— start —
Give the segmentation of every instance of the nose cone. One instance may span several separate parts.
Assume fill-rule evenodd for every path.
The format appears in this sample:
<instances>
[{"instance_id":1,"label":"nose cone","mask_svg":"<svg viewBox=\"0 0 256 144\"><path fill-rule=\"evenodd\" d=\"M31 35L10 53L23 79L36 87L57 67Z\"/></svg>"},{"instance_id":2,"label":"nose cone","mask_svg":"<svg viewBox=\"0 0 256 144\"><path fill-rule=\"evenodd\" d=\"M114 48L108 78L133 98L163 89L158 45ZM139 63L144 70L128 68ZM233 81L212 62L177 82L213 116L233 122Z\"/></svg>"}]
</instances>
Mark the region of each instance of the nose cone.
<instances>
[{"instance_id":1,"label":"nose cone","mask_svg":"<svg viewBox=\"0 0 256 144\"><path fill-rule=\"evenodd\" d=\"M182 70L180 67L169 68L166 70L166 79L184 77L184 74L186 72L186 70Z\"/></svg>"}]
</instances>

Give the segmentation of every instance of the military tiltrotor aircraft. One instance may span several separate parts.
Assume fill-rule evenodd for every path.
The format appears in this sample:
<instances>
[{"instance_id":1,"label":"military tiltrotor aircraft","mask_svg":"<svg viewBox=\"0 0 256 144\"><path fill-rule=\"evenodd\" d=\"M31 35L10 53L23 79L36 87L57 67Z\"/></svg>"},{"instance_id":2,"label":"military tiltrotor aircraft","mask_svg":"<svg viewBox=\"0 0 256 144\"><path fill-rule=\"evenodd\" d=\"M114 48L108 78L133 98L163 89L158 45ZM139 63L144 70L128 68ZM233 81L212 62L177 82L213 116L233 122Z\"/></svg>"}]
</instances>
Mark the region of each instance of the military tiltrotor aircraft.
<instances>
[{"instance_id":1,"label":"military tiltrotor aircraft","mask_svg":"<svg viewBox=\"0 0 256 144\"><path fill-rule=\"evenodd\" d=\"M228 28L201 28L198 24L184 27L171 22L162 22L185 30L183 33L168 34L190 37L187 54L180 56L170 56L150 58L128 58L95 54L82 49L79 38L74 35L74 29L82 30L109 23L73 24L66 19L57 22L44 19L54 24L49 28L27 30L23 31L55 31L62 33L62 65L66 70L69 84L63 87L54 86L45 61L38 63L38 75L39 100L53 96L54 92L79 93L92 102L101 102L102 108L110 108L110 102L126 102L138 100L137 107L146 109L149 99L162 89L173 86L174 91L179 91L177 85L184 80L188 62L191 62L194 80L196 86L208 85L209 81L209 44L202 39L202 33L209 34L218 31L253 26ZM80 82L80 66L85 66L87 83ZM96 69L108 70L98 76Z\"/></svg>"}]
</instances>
— end —
* Stated exercise *
How many lines in the records above contain the string "segmentation", with case counting? Reply with only the number.

* Response for this exercise *
2